■ **Information**:
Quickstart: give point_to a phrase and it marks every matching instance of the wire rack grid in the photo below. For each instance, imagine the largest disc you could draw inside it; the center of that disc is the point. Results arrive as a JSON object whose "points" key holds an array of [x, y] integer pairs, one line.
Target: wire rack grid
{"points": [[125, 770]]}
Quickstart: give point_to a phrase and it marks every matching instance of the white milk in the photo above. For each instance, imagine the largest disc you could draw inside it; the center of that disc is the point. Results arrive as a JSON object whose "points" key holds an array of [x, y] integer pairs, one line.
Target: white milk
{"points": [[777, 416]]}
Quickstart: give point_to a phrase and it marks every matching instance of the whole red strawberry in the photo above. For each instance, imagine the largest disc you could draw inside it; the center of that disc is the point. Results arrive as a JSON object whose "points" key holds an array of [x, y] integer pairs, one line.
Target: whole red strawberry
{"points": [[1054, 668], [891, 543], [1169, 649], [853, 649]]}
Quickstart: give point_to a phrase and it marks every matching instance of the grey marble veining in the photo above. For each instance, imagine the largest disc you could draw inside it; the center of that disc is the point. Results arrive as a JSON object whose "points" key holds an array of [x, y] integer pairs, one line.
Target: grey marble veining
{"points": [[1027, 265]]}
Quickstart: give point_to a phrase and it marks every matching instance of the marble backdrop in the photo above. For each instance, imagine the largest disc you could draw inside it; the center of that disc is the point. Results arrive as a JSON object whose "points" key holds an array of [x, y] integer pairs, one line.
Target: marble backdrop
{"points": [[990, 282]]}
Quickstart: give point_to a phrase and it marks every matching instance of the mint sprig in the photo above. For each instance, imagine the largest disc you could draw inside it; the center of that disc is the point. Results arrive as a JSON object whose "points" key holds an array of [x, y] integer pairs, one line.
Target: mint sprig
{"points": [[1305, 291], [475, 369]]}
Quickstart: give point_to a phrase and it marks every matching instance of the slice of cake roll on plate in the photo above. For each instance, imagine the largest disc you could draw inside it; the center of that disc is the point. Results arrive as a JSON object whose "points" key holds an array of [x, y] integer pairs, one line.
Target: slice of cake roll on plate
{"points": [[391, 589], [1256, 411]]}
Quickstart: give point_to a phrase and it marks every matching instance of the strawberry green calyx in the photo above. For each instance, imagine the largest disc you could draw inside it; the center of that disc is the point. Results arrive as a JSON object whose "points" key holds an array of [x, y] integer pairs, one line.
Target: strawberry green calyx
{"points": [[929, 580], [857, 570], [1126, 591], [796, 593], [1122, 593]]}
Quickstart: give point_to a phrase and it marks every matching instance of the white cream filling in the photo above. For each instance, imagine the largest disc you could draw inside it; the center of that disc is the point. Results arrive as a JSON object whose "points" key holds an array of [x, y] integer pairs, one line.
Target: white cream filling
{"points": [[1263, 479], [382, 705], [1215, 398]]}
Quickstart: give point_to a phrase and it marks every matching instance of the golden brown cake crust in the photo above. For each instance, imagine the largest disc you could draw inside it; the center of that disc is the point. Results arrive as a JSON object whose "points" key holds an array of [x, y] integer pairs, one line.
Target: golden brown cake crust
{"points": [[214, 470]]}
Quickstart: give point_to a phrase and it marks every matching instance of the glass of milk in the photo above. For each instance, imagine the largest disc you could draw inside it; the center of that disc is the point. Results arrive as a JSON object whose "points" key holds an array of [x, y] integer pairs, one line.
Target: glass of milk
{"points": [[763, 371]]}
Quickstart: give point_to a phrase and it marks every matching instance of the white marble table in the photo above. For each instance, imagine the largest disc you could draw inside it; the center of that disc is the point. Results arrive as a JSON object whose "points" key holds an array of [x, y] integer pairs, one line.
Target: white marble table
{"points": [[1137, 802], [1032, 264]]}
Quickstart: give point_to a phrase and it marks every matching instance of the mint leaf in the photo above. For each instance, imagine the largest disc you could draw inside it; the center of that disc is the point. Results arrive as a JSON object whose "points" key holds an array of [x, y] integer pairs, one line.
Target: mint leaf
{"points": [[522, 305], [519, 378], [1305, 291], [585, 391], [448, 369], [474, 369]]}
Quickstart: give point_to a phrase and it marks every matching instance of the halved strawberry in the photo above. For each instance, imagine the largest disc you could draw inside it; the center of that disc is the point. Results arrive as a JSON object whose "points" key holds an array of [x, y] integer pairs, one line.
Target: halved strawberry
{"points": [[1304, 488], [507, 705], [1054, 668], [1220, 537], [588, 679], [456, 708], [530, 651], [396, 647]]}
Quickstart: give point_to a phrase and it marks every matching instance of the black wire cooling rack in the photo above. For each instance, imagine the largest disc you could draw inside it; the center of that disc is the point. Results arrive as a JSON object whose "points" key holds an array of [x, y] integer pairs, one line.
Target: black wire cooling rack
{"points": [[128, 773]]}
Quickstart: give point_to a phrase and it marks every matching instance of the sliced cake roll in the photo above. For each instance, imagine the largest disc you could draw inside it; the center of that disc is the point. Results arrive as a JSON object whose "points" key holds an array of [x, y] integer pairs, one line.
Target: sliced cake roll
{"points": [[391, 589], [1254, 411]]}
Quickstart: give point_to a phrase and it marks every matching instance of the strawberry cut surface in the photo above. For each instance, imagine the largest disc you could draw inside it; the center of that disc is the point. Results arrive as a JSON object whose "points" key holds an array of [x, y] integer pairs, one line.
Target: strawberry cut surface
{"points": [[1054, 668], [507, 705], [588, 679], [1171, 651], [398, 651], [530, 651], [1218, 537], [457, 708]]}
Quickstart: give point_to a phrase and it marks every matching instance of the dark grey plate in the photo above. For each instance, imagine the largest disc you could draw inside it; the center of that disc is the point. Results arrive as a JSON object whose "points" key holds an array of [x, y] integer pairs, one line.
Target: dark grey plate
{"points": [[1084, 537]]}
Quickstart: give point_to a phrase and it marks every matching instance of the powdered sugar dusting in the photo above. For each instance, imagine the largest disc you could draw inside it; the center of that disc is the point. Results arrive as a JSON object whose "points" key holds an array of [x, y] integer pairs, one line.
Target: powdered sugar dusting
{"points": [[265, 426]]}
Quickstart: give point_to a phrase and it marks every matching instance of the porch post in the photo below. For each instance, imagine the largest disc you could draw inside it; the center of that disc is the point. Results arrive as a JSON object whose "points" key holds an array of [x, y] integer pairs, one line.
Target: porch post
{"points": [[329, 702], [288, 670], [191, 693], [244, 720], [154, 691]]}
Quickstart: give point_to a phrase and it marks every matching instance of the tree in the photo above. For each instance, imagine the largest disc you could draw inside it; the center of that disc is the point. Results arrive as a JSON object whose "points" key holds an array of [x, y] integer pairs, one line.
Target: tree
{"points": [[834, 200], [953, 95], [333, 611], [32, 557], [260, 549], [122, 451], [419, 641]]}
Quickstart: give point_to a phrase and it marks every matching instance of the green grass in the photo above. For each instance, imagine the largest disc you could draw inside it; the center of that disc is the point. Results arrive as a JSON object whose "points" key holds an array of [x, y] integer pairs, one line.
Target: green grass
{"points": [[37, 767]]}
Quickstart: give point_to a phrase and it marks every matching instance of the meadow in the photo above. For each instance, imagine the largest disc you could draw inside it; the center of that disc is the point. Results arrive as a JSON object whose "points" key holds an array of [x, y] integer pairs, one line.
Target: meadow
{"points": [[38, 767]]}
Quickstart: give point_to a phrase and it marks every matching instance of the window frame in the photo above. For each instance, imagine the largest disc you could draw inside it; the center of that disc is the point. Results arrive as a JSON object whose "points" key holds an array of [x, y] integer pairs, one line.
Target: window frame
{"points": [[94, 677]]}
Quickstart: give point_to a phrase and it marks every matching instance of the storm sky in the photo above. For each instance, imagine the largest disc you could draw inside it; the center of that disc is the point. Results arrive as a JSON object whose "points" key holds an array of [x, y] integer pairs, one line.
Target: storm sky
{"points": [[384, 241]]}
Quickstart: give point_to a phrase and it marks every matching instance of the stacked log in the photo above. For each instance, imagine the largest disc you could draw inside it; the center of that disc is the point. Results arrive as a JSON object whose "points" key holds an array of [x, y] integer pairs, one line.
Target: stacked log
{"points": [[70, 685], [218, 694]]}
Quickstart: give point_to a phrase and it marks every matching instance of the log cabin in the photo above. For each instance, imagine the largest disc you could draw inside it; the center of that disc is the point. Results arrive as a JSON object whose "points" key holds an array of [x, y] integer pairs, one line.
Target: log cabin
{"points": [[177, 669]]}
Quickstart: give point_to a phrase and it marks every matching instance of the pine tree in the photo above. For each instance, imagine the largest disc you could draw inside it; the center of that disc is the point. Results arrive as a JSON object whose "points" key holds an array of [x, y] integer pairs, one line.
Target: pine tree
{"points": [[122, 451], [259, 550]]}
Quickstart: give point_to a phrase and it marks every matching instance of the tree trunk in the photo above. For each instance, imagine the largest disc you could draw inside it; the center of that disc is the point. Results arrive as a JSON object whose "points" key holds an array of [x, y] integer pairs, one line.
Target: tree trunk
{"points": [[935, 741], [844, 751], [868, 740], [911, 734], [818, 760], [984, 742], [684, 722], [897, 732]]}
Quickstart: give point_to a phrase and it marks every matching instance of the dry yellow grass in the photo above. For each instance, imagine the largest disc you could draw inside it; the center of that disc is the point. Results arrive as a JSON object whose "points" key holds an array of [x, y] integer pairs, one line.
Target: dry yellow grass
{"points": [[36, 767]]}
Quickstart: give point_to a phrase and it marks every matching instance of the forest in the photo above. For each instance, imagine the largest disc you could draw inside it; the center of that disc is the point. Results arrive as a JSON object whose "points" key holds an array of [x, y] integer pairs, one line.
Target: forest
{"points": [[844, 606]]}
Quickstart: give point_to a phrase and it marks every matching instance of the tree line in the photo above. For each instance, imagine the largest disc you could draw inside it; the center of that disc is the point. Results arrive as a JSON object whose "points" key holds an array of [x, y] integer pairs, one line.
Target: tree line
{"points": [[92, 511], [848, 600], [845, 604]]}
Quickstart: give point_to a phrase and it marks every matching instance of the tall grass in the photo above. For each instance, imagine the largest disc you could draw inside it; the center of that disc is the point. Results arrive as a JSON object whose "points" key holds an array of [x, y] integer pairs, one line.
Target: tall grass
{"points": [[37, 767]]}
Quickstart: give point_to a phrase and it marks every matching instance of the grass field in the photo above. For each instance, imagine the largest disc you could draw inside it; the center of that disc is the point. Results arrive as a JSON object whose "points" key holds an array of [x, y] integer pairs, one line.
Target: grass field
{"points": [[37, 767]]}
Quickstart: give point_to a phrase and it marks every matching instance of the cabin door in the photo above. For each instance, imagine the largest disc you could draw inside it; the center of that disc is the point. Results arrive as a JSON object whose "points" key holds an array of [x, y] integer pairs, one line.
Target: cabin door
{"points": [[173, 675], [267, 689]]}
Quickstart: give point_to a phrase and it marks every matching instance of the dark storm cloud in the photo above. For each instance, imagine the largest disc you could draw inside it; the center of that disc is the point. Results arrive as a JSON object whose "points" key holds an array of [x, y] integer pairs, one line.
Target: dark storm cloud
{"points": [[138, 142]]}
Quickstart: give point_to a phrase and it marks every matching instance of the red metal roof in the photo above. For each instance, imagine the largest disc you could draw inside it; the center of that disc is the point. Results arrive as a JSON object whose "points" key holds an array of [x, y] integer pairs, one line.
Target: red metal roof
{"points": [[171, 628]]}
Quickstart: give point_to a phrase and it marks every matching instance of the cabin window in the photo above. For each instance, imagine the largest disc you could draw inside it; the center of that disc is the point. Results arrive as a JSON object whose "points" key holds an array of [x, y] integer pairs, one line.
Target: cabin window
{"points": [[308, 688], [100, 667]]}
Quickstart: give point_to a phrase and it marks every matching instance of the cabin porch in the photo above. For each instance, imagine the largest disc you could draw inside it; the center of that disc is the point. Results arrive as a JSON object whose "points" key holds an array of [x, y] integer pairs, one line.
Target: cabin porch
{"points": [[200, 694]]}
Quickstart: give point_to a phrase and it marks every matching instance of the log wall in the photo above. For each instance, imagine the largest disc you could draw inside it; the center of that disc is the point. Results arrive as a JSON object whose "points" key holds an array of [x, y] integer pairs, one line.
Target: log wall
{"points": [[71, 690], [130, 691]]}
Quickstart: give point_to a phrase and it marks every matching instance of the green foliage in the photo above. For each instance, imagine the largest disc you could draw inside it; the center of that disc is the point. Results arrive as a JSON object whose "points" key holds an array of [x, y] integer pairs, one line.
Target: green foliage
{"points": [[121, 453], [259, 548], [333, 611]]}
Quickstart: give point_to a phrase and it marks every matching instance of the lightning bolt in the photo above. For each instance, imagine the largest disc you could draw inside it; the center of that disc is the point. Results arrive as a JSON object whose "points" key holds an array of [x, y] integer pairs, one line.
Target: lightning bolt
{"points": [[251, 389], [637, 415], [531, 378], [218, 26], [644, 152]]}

■ **What is being asked**: Only lines holding the word "below" are wanted; list them all from the material.

■ **Response area**:
Quickstart: give point_to a phrase and it marks every matching instance of the wire rack grid in the photo below. For each instance, imagine the largest disc you could draw inside it; the center of that disc is the point. Results arrive as a JSON object whose "points" key holds an array of [x, y] integer pairs, one line.
Quickstart: give point_to a phrase and it marks every matching instance of the porch post in the photo below. For each instance, imagine the largest disc you could draw inside it; the center of that disc is the point. Results arrive as a JSON object whose "points" key holds an array of [x, y] integer pairs, one line.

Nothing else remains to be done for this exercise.